Sleep homeostasis in suspended animation. Animals exposed to constant darkness and to an ambient temperature (Ta) of 15°C underwent a suspended animation state through repeated muscimol injections (black arrows at the top) followed by a rewarming period that was started by increasing Ta from 15 to 28°C (M28 group, gray-filled circles; n = 7), or from 15 to 37°C for 1 h, returning to 28°C afterward (M37 group, black-filled circles; n = 6). Top, The amount of REM sleeps, accumulated in the three experimental days by both M28 and M37 groups, remained significantly lower compared with that of the animals repeatedly injected with saline (Saline group, empty circles; n = 6). In contrast, the accumulated amount of NREM sleep was significantly lower than that of the Saline group only for the M28 group. In Day 3 the M37 group accumulated less REM sleep and more NREM sleep than the M28 group. Bottom, Differences between the cumulative amount of REM sleep or NREM sleep in the M28 and the saline group, and the M37 and the saline group. These show that on Day 3 the M28 group produces the same amount of REM and NREM sleep as the saline group, while the M37 group produces less REM sleep and more NREM sleep than the saline group. Values are expressed as a 60 min average ± SEM. Sleep amounts are normalized on the respective average amount of Day 1. The vertical solid lines indicate the end of each experimental day, while the vertical dotted line corresponds to the beginning of the rewarming period. (*p < 0.05).

Figure 7.

EEG power spectra. In animals exposed to constant darkness and an ambient temperature (Ta) of 15°C repeated injections (black arrows at the top) of muscimol (A, B) induced an evident shift of the EEG power spectrum toward slow frequencies, while repeated injections of saline (C; n = 6) did not modify the EEG spectrum. The increase of Ta from 15 to 28°C (M28 group, B; n = 7) or from 15 to 37°C for 1 h, returning to 28°C afterward (M37 group, A; n = 6) induced a rapid shift of the EEG spectrum toward fast frequencies, followed by a large increase in the power of the Delta band. Also, the M28 group (B) showed during the rewarming period a sharp increase in the power of the part of the spectrum giving origin to the Theta band at the end of the rewarming period. No major effects were induced by rewarming in the Saline group. EEG power spectrum was normalized to the average total EEG power of Day 1. Values are given per seconds with a resolution of 0.25 Hz. The vertical dotted lines indicate the beginning of the rewarming period.

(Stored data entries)
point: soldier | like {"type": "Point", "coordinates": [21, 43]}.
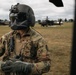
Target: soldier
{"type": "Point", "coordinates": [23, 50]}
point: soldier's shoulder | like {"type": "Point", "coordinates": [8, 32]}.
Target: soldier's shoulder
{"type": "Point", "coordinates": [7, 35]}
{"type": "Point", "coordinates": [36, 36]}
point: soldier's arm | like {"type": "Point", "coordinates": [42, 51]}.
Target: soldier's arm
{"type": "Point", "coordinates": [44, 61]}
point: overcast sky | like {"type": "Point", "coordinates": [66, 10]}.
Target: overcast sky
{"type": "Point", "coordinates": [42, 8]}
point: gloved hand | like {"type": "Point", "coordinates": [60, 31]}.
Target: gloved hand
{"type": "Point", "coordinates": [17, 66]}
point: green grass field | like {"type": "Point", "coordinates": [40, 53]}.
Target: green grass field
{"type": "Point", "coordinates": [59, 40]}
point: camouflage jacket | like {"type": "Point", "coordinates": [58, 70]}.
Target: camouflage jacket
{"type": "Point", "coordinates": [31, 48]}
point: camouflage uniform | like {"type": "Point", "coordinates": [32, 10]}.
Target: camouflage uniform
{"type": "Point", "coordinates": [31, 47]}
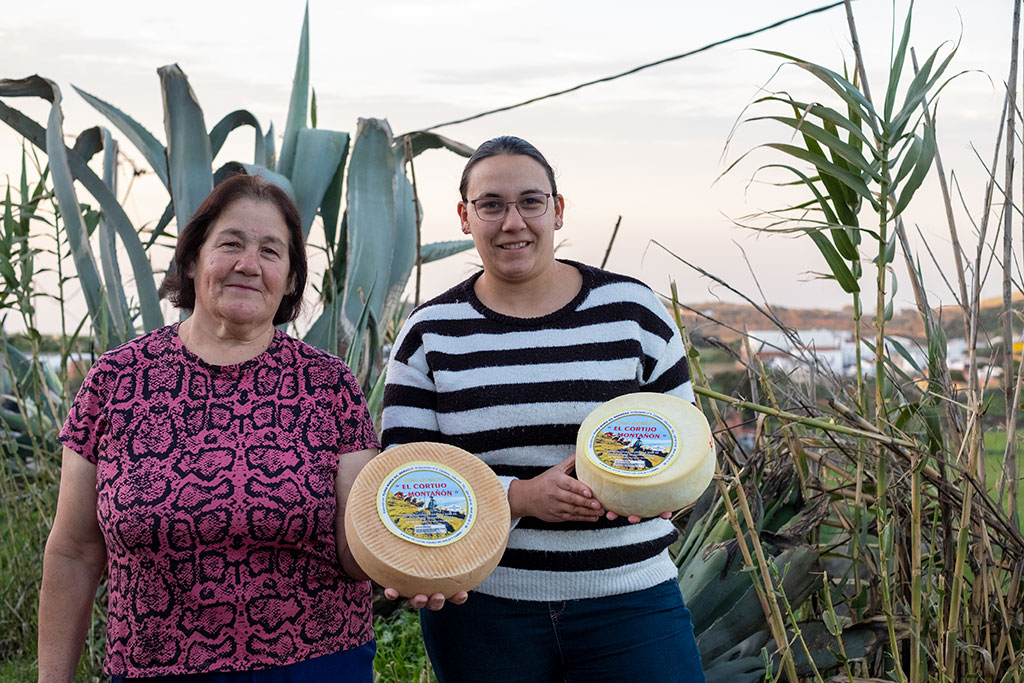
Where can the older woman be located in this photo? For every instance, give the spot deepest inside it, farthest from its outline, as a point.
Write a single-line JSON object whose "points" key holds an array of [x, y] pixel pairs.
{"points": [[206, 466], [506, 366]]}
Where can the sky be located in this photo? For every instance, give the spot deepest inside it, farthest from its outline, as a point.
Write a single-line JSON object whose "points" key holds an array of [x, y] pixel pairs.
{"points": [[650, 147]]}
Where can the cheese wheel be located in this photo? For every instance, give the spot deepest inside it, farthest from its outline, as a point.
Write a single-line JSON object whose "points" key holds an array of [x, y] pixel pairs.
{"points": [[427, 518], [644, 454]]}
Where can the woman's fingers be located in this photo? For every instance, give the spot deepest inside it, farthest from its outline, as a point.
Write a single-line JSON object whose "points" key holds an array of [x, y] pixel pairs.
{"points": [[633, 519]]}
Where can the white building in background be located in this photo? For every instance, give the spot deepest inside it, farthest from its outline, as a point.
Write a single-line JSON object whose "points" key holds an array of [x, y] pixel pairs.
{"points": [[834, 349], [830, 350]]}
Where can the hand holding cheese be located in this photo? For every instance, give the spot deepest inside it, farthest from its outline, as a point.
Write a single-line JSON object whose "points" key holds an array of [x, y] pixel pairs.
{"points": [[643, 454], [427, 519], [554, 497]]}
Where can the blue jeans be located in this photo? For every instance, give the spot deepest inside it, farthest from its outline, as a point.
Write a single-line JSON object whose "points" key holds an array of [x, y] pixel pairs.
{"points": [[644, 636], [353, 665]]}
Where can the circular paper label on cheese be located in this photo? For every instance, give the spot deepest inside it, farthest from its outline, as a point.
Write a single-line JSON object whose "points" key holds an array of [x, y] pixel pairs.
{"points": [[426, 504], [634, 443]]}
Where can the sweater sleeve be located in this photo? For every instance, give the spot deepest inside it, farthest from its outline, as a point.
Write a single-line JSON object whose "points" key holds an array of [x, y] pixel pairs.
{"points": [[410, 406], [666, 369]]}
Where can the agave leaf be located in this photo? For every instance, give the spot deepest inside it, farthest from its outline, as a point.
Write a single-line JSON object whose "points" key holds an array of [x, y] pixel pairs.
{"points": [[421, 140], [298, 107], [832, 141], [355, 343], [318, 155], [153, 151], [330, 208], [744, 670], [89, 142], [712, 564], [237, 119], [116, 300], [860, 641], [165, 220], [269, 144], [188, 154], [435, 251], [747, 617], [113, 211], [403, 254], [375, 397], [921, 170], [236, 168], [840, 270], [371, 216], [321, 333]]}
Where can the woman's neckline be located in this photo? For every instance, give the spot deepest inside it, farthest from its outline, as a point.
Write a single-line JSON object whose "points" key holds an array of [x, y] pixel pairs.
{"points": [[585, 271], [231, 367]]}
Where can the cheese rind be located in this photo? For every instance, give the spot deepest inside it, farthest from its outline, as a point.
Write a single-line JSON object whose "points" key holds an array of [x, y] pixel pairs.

### Problem 1
In the figure captions on sleep and suspended animation, how many animals were in the M28 group?
### Problem 2
Using the figure captions on sleep and suspended animation, say whether each statement agrees with them: (a) Repeated saline injections shifted the EEG spectrum toward slow frequencies. (b) On Day 3 the M37 group accumulated less REM sleep than the M28 group. (c) Sleep amounts were normalized on the average amount of Day 1. For each, answer yes or no and quote the words that decide it.
### Problem 3
Write the next part of the figure captions on sleep and suspended animation, starting after their last sentence.

### Response area 1
Seven animals (n = 7).

### Response area 2
(a) No: "repeated injections of saline (C; n = 6) did not modify the EEG spectrum"
(b) Yes: "In Day 3 the M37 group accumulated less REM sleep and more NREM sleep than the M28 group."
(c) Yes: "Sleep amounts are normalized on the respective average amount of Day 1."

### Response area 3
Figure 8.

Shift of the EEG power spectrum. In animals exposed to an ambient temperature (Ta) of 15°C, the EEG spectrum showed, during the cooling induced by muscimol injections (data from the M28 group (n = 7), A–D), a progressive reduction of the main spectral components and a progressive shift toward slow frequencies. The rewarming at Ta 28°C (M28 group (n = 7), E–H) induced an immediate large increase in the power of the main spectral component and a progressive shift of the spectrum toward fast frequencies. The rewarming at Ta 37°C for 1 h returning to 28°C afterward (M37 group (n = 6), I–L) induced a progressive shift of the spectrum toward fast frequencies. EEG power spectrum is expressed as the 1 h average spectrum (0.25 Hz resolution) calculated at the time shown by the vertical line in inserts. Inserts show the average time course of deep brain temperature (T_brain, filled circles) and Ta (continuous line) for a 12 h period (9:00–21:00) during the Injection Day. Vertical dotted lines highlight the temperature-dependent shift in the peak of the EEG Theta band during cooling at Ta 15°C and rewarming at Ta 28°C and Ta 37°C.